:: AIM OF THE TASK ::
Starting with the line that contains "like [806, 249].", copy every line through the end of the data below, exactly and with nothing added.

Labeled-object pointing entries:

☆ ☆ ☆ ☆ ☆ ☆ ☆

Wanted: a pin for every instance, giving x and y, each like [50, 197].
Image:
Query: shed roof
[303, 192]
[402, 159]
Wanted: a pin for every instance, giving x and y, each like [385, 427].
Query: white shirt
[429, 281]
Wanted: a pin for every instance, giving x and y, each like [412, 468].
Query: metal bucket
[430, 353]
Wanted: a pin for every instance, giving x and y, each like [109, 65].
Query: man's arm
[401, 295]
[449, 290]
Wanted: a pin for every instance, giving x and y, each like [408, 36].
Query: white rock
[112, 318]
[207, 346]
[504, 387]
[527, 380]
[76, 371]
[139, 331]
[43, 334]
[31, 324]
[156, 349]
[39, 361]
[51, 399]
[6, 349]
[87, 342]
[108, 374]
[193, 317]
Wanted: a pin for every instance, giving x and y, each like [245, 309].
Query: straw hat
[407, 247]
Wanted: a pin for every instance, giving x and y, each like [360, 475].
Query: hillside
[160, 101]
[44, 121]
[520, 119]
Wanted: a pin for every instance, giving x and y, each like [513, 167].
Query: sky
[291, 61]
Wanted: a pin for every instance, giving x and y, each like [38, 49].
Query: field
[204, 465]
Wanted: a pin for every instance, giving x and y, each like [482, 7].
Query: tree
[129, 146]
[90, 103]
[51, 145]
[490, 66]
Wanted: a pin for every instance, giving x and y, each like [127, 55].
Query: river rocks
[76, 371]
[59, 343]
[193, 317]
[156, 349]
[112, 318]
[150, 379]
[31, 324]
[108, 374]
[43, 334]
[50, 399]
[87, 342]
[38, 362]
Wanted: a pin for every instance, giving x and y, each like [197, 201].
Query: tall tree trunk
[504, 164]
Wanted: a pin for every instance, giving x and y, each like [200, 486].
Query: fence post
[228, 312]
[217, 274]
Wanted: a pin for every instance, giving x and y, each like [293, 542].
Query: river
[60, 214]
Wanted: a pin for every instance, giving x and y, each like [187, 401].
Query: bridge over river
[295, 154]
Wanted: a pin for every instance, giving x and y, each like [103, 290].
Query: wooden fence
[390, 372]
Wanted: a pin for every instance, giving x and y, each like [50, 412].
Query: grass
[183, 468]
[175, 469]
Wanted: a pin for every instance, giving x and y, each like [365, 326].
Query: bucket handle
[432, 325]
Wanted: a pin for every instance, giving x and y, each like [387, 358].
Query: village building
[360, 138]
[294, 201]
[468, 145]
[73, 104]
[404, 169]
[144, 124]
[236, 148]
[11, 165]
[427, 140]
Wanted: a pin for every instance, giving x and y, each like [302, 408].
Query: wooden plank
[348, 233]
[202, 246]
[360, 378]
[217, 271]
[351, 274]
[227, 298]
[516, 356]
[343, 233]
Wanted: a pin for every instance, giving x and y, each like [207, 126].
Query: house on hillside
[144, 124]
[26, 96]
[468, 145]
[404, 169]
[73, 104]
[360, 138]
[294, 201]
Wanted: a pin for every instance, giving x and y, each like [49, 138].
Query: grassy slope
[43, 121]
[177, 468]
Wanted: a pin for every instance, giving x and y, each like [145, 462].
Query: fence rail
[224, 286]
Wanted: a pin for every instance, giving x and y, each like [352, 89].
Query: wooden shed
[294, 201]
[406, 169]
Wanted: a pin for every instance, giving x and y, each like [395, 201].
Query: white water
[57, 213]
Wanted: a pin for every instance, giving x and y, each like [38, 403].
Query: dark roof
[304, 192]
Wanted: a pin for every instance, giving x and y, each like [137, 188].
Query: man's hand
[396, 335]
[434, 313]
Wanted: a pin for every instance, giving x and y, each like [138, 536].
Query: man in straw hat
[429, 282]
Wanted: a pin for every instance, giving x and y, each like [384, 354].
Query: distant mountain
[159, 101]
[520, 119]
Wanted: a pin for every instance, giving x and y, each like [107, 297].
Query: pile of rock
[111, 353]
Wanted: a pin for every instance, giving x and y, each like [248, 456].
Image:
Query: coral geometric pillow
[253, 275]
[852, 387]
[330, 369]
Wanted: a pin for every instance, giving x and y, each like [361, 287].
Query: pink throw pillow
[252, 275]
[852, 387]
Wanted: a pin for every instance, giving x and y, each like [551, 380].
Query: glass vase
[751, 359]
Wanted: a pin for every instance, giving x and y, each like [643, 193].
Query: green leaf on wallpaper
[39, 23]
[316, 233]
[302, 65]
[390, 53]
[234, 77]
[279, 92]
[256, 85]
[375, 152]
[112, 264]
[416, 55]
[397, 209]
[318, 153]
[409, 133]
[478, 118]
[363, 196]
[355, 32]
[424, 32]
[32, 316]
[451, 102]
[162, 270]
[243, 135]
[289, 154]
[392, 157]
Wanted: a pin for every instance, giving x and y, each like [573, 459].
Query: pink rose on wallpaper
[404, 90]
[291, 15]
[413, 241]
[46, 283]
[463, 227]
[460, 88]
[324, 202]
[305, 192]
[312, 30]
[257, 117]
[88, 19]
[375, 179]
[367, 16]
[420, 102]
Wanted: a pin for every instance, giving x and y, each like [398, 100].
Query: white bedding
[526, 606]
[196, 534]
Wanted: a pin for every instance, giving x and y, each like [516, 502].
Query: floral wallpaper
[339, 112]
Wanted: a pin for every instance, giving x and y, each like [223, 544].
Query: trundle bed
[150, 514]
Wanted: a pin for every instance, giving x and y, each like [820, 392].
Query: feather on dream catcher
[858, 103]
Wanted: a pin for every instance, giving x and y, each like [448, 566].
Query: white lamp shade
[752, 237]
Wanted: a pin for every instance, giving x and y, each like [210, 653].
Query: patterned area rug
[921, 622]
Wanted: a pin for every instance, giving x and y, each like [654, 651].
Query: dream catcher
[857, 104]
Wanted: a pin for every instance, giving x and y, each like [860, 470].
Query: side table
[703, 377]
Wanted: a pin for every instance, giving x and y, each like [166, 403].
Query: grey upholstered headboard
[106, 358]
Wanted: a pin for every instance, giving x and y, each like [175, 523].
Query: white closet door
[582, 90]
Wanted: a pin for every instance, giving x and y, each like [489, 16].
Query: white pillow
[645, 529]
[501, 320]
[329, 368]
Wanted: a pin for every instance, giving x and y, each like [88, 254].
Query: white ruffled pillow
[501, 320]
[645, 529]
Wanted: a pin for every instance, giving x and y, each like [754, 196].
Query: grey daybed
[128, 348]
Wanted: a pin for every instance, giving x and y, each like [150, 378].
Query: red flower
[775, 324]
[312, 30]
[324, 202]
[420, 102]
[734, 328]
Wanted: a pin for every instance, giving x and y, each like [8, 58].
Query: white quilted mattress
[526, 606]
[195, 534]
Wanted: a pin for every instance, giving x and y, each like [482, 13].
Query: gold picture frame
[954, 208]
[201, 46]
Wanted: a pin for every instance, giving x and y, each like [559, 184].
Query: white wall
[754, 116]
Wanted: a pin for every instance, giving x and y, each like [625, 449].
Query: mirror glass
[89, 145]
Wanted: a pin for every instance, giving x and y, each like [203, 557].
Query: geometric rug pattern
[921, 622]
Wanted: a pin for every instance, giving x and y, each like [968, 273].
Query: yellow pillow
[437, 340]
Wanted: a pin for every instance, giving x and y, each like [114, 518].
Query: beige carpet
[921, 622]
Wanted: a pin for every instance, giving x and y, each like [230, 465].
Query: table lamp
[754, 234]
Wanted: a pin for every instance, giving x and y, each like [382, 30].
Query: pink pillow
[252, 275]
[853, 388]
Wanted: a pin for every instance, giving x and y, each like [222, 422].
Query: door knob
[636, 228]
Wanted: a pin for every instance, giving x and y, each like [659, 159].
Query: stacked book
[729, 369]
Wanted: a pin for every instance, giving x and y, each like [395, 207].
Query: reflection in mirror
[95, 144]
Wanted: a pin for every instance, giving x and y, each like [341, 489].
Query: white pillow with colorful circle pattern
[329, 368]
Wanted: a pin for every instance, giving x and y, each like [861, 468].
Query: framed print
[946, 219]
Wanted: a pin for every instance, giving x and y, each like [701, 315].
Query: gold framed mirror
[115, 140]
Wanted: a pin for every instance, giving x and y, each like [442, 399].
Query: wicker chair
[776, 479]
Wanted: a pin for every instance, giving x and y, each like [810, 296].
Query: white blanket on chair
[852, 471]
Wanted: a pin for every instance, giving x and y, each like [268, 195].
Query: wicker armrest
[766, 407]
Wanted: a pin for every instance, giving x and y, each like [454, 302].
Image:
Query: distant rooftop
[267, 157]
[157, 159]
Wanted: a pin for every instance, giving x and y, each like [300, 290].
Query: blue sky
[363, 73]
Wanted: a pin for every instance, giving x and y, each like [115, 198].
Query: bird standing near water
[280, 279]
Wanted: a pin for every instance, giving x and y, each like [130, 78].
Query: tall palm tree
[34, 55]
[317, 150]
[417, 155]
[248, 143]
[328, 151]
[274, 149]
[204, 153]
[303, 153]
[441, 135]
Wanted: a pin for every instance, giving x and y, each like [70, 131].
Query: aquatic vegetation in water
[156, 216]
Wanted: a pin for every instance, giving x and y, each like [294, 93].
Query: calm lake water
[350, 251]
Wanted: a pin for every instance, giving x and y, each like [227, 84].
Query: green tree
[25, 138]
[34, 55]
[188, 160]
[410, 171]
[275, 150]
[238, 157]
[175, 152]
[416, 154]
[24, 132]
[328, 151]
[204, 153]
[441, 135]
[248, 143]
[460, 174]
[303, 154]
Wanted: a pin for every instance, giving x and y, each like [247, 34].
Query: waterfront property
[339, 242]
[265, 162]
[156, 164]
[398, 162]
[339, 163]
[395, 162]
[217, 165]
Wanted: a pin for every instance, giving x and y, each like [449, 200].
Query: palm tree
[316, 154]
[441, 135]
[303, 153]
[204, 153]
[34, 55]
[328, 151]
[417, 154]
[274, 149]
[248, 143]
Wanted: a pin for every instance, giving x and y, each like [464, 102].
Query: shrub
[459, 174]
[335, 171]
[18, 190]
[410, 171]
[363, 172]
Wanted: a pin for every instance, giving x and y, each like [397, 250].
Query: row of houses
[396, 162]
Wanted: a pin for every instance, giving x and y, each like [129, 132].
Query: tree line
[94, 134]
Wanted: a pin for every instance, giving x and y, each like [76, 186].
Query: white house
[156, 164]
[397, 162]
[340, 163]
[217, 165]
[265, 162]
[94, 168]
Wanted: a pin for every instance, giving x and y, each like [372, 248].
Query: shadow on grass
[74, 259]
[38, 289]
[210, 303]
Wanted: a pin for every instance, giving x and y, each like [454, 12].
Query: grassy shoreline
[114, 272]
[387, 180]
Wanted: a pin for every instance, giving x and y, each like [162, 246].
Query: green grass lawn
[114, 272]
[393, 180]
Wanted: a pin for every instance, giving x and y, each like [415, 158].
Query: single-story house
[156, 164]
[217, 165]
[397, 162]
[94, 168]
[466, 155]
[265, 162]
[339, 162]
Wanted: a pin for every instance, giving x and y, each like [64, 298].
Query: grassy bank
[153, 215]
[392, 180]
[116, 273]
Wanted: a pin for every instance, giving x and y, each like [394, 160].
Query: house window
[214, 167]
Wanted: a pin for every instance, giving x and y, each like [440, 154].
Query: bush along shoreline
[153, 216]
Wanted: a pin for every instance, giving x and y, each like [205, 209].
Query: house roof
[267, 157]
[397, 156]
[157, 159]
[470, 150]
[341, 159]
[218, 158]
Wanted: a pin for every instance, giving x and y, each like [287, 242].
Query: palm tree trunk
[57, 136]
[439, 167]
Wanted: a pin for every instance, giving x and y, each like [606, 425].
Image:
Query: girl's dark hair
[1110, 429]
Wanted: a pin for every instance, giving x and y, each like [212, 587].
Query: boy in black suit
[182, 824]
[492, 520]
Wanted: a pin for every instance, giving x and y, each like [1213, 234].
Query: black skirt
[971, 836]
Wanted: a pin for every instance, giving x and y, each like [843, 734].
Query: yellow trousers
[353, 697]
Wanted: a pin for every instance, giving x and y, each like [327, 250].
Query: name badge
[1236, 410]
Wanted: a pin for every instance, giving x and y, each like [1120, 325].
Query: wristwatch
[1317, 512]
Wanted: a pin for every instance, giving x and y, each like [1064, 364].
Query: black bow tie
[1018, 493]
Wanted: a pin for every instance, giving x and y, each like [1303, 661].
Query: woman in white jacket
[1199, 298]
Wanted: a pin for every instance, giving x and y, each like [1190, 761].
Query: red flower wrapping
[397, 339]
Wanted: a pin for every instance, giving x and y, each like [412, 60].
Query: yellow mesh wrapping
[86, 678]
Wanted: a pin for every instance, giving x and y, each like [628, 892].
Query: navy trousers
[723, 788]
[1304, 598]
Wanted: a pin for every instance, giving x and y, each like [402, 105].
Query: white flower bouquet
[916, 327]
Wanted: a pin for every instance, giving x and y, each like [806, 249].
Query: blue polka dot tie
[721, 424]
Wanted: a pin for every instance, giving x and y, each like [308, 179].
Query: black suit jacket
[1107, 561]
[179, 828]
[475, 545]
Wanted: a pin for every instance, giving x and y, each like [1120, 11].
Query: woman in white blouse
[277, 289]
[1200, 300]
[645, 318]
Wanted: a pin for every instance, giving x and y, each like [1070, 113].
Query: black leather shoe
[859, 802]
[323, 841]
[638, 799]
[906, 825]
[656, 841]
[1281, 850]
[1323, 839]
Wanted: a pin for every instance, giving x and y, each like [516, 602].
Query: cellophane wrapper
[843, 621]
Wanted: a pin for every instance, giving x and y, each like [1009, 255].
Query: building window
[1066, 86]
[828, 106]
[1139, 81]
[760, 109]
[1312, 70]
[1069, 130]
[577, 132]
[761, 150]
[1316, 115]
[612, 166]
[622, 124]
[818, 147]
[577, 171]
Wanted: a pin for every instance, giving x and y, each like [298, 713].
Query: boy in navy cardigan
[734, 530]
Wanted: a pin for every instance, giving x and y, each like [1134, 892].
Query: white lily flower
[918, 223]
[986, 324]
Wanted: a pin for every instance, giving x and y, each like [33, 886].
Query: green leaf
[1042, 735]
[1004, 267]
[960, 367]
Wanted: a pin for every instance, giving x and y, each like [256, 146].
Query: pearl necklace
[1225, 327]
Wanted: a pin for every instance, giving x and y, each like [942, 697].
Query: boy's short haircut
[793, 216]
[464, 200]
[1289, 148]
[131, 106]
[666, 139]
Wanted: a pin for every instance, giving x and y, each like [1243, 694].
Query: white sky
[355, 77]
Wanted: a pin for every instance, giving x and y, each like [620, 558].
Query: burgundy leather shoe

☆ ☆ ☆ ☆ ☆ ☆ ☆

:: TASK RESULT ::
Wanted: a pin for every instance, giving x and y, each like [806, 249].
Query: blue polka dot tie
[721, 424]
Wanted: a pin for every instance, giving x and y, each like [308, 179].
Query: black suit jacket
[1107, 561]
[179, 828]
[475, 545]
Wanted: a pin for every instance, giving x and y, each like [1120, 11].
Query: woman in white blouse
[277, 289]
[1200, 300]
[645, 318]
Wanted: a pin for every instance, giving x and y, each like [1070, 113].
Query: black leather shoe
[859, 802]
[323, 841]
[638, 799]
[906, 825]
[656, 841]
[1281, 850]
[1323, 839]
Wanted: a pin for every instance, giving x and y, each like [516, 602].
Query: cellophane wrapper
[843, 621]
Wanted: a pin for every instance, giving x and y, each like [1009, 255].
Query: building window
[1066, 86]
[828, 106]
[1139, 81]
[760, 109]
[1312, 70]
[1069, 130]
[577, 132]
[761, 150]
[1316, 115]
[612, 166]
[622, 124]
[818, 147]
[577, 171]
Wanted: a pin for every instance, giving x and y, each like [298, 713].
Query: boy in navy cardigan
[734, 530]
Wanted: a pin for every instance, giving x and y, each like [1134, 892].
Query: white lily flower
[918, 223]
[986, 324]
Wanted: a pin for every instance, giving x and y, each like [33, 886].
Query: green leaf
[1042, 735]
[1004, 267]
[960, 367]
Wanted: a pin for every instance, giving x and y, each like [256, 146].
Query: pearl necklace
[1225, 327]
Wanted: a pin for every instance, giving x and y, each like [942, 697].
Query: boy's short haircut
[793, 216]
[464, 200]
[1289, 148]
[131, 106]
[666, 139]
Wanted: a pin for every instance, giving x and y, each like [1243, 694].
Query: white sky
[355, 77]
Wanted: a pin for every instance, giving x and y, each like [620, 558].
Query: burgundy leather shoe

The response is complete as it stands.